À noter également qu’il est recommandé un anticoagulant pendant les 3 premiers mois après plastie de la valve mitrale (classe IIa).
Prothèses mécaniques
(tableaux 4 et 5)
L’anticoagulation par AVK est indispensable à vie (classe Ia ESC, Ib ACC/AHA) ; les anticoagulants oraux directs (AOD) sont formellement contre-indiqués (classe III).
En ce qui concerne, le niveau de l’anticoagulation, il est fonction de la localisation de la prothèse, du type de prothèse (bille, disque, doubles ailettes) et de la notion de facteurs de risque associés : FA, dysfonction VG.
Schématiquement, pour une prothèse mécanique à doubles ailettes en position aortique et rythme sinusal, l’INR cible est à 2,5.
Pour une prothèse mitrale à doubles ailettes en rythme sinusal, l’INR cible est à 3.
Il est par ailleurs recommandé de surveiller l’anticoagulation de façon régulière par un praticien expérimenté. Soulignons également l’importance de l’éducation thérapeutique en matière d’anticoagulation.

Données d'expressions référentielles
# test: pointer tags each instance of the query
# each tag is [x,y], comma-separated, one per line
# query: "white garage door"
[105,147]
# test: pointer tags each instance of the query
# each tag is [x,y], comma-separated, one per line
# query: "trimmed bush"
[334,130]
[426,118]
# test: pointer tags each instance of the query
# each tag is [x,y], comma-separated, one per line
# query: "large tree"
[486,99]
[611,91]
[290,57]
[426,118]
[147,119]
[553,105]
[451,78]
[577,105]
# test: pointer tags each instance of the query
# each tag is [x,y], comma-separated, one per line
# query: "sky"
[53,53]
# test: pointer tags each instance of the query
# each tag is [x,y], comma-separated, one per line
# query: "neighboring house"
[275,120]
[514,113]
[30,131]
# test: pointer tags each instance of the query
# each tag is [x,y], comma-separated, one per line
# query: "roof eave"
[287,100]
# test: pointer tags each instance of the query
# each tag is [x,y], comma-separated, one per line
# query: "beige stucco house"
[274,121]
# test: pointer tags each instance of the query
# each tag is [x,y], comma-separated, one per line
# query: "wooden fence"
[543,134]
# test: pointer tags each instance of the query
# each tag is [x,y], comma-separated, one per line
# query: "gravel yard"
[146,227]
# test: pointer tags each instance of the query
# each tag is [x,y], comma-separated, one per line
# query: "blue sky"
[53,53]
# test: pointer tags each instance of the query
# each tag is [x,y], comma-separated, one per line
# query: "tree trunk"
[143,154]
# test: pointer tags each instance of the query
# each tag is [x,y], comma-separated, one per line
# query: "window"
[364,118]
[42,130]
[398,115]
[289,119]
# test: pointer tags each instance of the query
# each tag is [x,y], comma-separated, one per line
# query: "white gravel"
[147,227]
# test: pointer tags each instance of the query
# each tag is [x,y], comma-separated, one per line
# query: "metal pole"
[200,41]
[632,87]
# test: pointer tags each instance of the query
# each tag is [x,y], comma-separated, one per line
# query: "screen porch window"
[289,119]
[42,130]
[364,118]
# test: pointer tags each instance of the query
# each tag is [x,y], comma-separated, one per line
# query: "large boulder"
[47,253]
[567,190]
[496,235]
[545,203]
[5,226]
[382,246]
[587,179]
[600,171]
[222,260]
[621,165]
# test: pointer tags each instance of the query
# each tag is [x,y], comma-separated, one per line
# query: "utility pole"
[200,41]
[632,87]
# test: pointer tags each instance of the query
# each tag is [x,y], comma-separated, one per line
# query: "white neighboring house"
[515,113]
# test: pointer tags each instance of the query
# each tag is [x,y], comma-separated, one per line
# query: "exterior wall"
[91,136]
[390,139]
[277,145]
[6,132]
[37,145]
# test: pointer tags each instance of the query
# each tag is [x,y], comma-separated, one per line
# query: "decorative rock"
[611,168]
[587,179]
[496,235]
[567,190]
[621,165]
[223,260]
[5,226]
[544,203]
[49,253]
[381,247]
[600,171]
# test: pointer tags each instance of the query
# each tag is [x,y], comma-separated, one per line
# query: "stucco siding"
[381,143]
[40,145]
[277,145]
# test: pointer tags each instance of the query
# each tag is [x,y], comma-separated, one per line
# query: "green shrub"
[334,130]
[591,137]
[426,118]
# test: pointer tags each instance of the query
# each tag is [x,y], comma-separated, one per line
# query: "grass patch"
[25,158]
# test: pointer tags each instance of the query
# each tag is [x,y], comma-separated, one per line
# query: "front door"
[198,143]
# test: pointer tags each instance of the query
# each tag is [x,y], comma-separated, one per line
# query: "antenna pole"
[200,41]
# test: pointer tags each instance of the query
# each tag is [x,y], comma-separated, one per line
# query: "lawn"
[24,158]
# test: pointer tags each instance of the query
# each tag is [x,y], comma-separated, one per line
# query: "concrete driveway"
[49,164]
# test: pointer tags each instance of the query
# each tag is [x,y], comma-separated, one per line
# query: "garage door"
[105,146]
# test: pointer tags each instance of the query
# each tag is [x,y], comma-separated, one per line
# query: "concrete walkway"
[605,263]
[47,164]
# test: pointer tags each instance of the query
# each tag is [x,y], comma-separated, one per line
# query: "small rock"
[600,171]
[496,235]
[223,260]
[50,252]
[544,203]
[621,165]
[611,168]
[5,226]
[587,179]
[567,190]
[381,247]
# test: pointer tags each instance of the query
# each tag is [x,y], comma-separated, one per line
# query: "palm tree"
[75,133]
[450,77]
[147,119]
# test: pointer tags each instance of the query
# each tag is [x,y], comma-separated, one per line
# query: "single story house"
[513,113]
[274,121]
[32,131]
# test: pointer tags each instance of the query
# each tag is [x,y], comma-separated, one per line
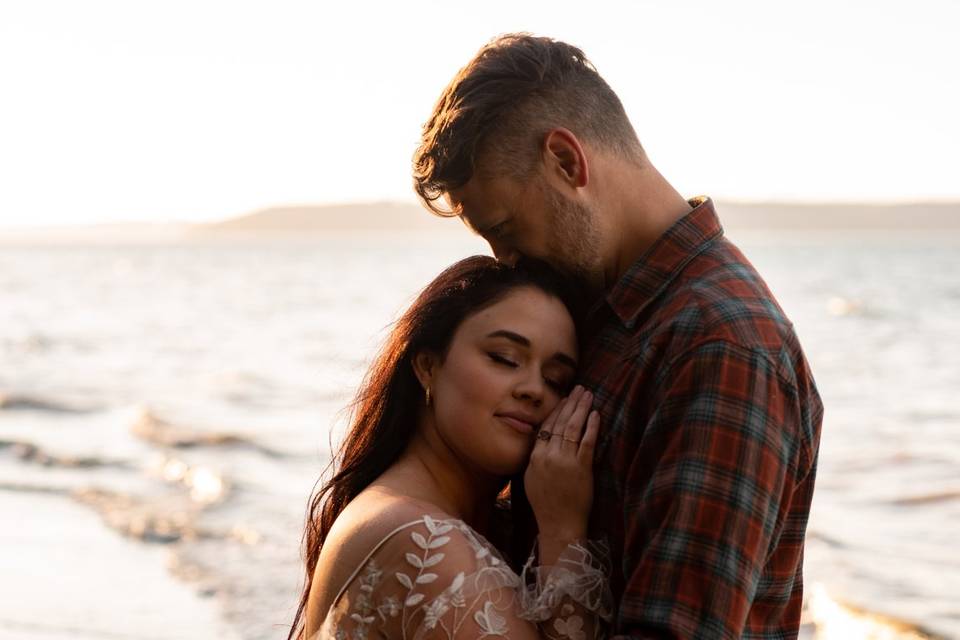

* **Consigne 1**
Recopiez le passage de l'extrait sur l'anticoagulation commençant par "Prothèses mécaniques" et se poursuivant jusqu'à "en matière d’anticoagulation.".
* **Consigne 2**
D'après l'extrait sur l'anticoagulation, quel est l'INR cible pour une prothèse mitrale à doubles ailettes en rythme sinusal ?
* **Consigne 3**
Énumérez les types de prothèse mécanique cités dans l'extrait sur l'anticoagulation.

* **Réponse 1**
Prothèses mécaniques
(tableaux 4 et 5)
L’anticoagulation par AVK est indispensable à vie (classe Ia ESC, Ib ACC/AHA) ; les anticoagulants oraux directs (AOD) sont formellement contre-indiqués (classe III).
En ce qui concerne, le niveau de l’anticoagulation, il est fonction de la localisation de la prothèse, du type de prothèse (bille, disque, doubles ailettes) et de la notion de facteurs de risque associés : FA, dysfonction VG.
Schématiquement, pour une prothèse mécanique à doubles ailettes en position aortique et rythme sinusal, l’INR cible est à 2,5.
Pour une prothèse mitrale à doubles ailettes en rythme sinusal, l’INR cible est à 3.
Il est par ailleurs recommandé de surveiller l’anticoagulation de façon régulière par un praticien expérimenté. Soulignons également l’importance de l’éducation thérapeutique en matière d’anticoagulation.

* **Réponse 2**
L'INR cible est à 3.

* **Réponse 3**
Bille, disque, doubles ailettes.